→ Что требуется
Перепишите текст о Борисе Можаеве целиком, ничего в нём не меняя.

→ Предложенный фрагмент
- Категория: «Литературная газета»
«Литературная газета» № 8(5642), 26.11.97.
А. СОЛЖЕНИЦЫН
С Борисом Можаевым
(отрывок)
<...>
С весны 1963 я, уйдя из школы, впервые получил право использовать писательскую свободу: в период ледолома и весеннего паводка жить и писать в отрезанном окском заречьи, в Солотче. Спала вода — и вскоре Борис, воротясь из очередной дальней поездки (под ним как земля горела, он должен был везде в стране побывать и сам видеть), посетил меня там. Домик стоял на краю дубо-соснового леса, в стороне от посёлка, — и по пути ко мне Борис нашёл подкову. С этим и пришёл:
— Саня! смотри: тебе — счастье!
(Он детски верил, что подкова — к счастью, и правда же: не повсюду они валяются. Прибил её к стене у крыльца.) Разговоры с Борей были мне всегда интересны и полезны многими сведениями — хоть новейшими сего дня, хоть давне-исконно крестьянскими, хоть различением каждой травки и каждой птички, — а главное, так легко он всё это рассказывал, оставаясь и полностью приимчив к собеседнику. Какая-то детская чистота светилась в нём.

Записи набора данных о расположении объектов:
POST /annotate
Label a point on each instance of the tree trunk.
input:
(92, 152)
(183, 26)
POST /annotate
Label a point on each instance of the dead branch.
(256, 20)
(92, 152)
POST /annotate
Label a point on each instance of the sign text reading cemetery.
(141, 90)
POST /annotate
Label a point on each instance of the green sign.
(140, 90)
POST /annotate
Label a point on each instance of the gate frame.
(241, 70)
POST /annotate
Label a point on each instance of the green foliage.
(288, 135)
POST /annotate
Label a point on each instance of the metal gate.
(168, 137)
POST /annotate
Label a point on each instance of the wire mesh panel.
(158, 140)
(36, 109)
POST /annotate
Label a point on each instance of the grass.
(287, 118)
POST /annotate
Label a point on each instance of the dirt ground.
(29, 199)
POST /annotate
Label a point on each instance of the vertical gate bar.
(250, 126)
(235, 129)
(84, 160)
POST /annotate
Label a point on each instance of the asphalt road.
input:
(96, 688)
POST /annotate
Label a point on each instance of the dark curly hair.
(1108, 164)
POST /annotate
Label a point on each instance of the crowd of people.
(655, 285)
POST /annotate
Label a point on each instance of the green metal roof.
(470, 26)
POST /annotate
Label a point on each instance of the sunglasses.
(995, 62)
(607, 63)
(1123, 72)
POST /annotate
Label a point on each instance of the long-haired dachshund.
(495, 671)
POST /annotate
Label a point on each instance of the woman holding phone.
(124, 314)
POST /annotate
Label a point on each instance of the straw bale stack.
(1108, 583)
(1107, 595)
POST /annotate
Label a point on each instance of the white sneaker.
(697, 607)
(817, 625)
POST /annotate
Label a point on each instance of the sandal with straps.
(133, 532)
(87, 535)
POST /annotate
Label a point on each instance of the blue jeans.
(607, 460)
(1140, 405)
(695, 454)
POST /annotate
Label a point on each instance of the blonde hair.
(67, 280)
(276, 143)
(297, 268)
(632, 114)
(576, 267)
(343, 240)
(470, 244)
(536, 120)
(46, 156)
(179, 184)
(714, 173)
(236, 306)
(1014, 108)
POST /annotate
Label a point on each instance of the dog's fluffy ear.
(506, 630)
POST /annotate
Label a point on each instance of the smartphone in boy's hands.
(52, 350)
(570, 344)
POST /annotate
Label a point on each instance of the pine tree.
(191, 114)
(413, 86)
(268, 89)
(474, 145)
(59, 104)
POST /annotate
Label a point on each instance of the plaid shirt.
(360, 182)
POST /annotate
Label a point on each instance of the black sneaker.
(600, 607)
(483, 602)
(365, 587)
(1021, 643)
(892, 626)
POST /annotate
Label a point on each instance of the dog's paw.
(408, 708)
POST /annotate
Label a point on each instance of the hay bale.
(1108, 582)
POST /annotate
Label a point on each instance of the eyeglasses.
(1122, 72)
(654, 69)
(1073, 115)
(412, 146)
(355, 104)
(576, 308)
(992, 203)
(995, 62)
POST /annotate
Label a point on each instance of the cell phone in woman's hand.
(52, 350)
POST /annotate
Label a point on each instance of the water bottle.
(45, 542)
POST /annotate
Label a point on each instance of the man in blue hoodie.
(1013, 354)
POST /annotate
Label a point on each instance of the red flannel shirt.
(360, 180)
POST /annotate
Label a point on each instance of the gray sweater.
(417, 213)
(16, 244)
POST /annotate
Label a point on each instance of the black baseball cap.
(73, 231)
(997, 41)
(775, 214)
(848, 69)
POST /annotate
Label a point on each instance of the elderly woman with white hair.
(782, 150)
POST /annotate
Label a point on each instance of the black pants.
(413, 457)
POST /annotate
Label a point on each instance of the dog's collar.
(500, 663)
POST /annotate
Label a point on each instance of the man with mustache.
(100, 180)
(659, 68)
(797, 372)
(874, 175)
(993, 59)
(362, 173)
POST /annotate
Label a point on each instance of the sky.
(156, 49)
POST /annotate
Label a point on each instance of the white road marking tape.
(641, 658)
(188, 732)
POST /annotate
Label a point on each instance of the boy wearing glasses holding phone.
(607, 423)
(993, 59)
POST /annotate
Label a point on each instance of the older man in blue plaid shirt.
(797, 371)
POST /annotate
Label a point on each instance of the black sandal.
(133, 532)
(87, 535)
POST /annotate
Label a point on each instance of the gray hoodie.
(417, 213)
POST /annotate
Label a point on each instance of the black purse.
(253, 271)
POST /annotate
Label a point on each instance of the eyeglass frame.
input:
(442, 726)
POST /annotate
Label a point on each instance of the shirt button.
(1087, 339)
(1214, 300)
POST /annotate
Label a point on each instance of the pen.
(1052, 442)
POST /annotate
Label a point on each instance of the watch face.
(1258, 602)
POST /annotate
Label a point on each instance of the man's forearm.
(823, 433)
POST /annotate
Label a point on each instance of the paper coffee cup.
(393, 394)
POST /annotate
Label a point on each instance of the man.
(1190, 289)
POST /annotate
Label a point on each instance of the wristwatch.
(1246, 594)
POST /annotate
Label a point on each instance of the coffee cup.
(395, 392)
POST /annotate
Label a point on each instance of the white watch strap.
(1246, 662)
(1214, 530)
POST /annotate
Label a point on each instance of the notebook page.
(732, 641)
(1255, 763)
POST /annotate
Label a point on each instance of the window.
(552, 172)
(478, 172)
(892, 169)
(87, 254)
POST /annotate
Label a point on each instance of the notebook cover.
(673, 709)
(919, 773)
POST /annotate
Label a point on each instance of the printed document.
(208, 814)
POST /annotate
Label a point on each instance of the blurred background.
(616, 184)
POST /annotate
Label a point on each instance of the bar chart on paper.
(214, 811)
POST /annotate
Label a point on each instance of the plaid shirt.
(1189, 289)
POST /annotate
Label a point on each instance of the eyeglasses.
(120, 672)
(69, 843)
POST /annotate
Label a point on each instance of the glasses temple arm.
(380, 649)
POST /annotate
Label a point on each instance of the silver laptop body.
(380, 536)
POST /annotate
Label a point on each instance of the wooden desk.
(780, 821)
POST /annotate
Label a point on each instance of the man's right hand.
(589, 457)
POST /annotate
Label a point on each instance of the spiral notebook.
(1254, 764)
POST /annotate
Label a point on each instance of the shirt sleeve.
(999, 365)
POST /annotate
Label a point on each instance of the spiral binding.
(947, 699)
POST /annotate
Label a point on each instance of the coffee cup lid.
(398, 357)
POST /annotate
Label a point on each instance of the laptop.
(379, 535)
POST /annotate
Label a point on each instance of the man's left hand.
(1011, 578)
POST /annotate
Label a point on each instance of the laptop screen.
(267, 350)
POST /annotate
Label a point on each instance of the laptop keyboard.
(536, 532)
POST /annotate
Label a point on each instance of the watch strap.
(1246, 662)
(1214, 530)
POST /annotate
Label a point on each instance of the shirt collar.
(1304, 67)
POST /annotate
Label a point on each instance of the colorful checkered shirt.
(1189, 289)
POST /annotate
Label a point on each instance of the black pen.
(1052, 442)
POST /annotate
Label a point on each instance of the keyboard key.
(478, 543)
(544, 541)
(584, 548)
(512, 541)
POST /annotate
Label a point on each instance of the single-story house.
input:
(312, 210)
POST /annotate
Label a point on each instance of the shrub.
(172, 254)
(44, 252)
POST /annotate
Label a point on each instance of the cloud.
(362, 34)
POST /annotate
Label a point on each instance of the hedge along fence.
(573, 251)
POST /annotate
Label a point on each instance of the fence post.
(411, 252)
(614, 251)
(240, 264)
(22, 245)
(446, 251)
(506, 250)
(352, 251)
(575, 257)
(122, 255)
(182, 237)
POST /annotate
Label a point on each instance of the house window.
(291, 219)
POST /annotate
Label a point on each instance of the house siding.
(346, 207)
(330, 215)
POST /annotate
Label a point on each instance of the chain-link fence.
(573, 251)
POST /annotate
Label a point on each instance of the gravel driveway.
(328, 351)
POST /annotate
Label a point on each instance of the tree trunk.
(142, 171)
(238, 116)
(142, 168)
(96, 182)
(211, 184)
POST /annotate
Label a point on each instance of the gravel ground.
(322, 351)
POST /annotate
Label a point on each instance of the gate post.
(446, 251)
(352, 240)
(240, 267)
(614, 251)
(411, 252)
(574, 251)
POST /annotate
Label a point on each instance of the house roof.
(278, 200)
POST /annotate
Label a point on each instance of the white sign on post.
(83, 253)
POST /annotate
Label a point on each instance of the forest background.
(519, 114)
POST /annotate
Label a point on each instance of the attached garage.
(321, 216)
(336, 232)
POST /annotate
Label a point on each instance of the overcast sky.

→ Ответ ниже
- Категория: «Литературная газета»
«Литературная газета» № 8(5642), 26.11.97.
А. СОЛЖЕНИЦЫН
С Борисом Можаевым
(отрывок)
<...>
С весны 1963 я, уйдя из школы, впервые получил право использовать писательскую свободу: в период ледолома и весеннего паводка жить и писать в отрезанном окском заречьи, в Солотче. Спала вода — и вскоре Борис, воротясь из очередной дальней поездки (под ним как земля горела, он должен был везде в стране побывать и сам видеть), посетил меня там. Домик стоял на краю дубо-соснового леса, в стороне от посёлка, — и по пути ко мне Борис нашёл подкову. С этим и пришёл:
— Саня! смотри: тебе — счастье!
(Он детски верил, что подкова — к счастью, и правда же: не повсюду они валяются. Прибил её к стене у крыльца.) Разговоры с Борей были мне всегда интересны и полезны многими сведениями — хоть новейшими сего дня, хоть давне-исконно крестьянскими, хоть различением каждой травки и каждой птички, — а главное, так легко он всё это рассказывал, оставаясь и полностью приимчив к собеседнику. Какая-то детская чистота светилась в нём.